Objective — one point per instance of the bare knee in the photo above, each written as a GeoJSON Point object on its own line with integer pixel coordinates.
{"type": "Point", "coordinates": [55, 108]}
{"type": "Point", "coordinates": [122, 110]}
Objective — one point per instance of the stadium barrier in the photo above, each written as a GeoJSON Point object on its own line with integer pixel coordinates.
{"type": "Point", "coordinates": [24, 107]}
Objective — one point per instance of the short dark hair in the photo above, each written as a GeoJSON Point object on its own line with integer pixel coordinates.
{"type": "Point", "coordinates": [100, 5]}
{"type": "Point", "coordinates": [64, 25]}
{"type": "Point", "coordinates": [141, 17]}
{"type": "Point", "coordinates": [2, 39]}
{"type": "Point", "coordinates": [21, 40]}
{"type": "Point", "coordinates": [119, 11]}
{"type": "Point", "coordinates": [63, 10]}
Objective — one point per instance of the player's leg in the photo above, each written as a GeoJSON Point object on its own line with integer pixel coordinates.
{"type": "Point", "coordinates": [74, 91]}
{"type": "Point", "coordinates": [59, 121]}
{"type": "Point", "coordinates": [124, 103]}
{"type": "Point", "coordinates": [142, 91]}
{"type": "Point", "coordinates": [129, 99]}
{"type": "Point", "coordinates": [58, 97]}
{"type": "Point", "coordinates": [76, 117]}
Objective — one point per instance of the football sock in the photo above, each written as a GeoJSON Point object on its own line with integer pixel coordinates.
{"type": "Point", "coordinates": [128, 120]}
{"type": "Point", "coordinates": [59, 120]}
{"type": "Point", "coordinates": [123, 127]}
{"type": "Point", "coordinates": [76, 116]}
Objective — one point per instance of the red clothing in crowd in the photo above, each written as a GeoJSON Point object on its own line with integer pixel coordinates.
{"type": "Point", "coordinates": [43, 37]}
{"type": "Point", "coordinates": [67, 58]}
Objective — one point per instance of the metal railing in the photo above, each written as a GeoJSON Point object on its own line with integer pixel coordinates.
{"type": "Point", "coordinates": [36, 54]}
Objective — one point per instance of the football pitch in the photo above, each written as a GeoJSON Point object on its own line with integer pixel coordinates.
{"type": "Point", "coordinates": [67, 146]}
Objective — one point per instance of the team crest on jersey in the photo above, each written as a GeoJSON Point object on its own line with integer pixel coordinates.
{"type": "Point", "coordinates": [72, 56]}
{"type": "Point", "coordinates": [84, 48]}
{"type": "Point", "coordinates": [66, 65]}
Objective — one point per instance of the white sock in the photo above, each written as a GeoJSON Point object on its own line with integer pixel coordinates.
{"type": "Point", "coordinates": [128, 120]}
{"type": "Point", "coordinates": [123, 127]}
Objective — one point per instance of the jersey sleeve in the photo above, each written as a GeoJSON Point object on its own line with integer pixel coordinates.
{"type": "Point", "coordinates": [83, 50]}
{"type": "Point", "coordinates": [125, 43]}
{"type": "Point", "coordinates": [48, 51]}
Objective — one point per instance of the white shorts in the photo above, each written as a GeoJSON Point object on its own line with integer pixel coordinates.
+ + + + +
Extract the lines above from the one containing "Objective — one point per instance of the football sock" to the last line, both included, exactly as written.

◆ FINAL RESULT
Objective — one point per instance of the football sock in the photo above, each written as a GeoJSON Point object on its own line with integer pixel coordinates.
{"type": "Point", "coordinates": [128, 120]}
{"type": "Point", "coordinates": [59, 120]}
{"type": "Point", "coordinates": [123, 127]}
{"type": "Point", "coordinates": [76, 116]}
Objective — one point per instance of the red clothing in crowd in the photo above, each written as a GeoJSON Point object on its own line with integer pixel coordinates.
{"type": "Point", "coordinates": [43, 37]}
{"type": "Point", "coordinates": [67, 58]}
Objective — one point per instance of the metal railing in the photo above, each written as a GeoJSON Point object on its own line with integer pixel coordinates.
{"type": "Point", "coordinates": [36, 54]}
Objective — one point per instance of the football pitch in the photo above, each written as a GeoJSON Point object on its own line with integer pixel coordinates.
{"type": "Point", "coordinates": [67, 146]}
Objective — one point per instance of the team crest on jersey in the photo above, each written as a GeoJSON Point object on its own line with integer pixel coordinates.
{"type": "Point", "coordinates": [72, 56]}
{"type": "Point", "coordinates": [84, 48]}
{"type": "Point", "coordinates": [66, 65]}
Objective — one point per instance of the white sock in the photo above, each written as a GeoJSON Point object on its own line with integer pixel coordinates.
{"type": "Point", "coordinates": [128, 120]}
{"type": "Point", "coordinates": [123, 127]}
Objective — one point per instance of the jersey sleeve in the photo above, each written as a GeoJSON Point object on its own line with integer pixel coordinates.
{"type": "Point", "coordinates": [83, 50]}
{"type": "Point", "coordinates": [125, 43]}
{"type": "Point", "coordinates": [48, 51]}
Objective — one point per instance of the white shorts in the photo above, each written as a GeoJSON Point object on its own line with integer pixel coordinates.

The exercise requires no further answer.